**Requirement**
Retype every record that appears below, unchanged.
---------- Data for analysis
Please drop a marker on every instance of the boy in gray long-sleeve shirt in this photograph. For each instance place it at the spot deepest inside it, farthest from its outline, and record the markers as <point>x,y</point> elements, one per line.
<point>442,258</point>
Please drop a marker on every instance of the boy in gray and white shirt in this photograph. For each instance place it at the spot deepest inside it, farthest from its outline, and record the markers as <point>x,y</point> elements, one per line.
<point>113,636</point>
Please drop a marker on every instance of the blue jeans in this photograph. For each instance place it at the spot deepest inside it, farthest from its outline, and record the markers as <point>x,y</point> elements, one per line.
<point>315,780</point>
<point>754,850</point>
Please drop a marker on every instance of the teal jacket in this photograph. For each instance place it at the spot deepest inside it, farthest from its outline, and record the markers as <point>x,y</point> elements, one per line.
--------------------
**Reply**
Please drop a marker on every instance of the boy in gray long-sleeve shirt in this photograph. For each instance place it at the spot deepest inside it, farthest from its outline, and record the markers as <point>x,y</point> elements, one per line.
<point>442,258</point>
Please drop a marker on every instance of the boy in gray and white shirt in this photograph. For each instance place it at the spot deepest inside it, farthest from its outline, and record the markers as <point>x,y</point> elements, one per line.
<point>113,636</point>
Please drop a marker on every instance of the blue jeans in this photograph. For each instance place it at the spot deepest inside it, farthest from its outline, and record the markers as <point>x,y</point> elements, one per line.
<point>315,780</point>
<point>754,850</point>
Please drop a marker on every instance of the teal jacket in this photograph. For each instance place it at the spot deepest inside it, farthest from its outline, and record the markers as <point>x,y</point> elements, one per line.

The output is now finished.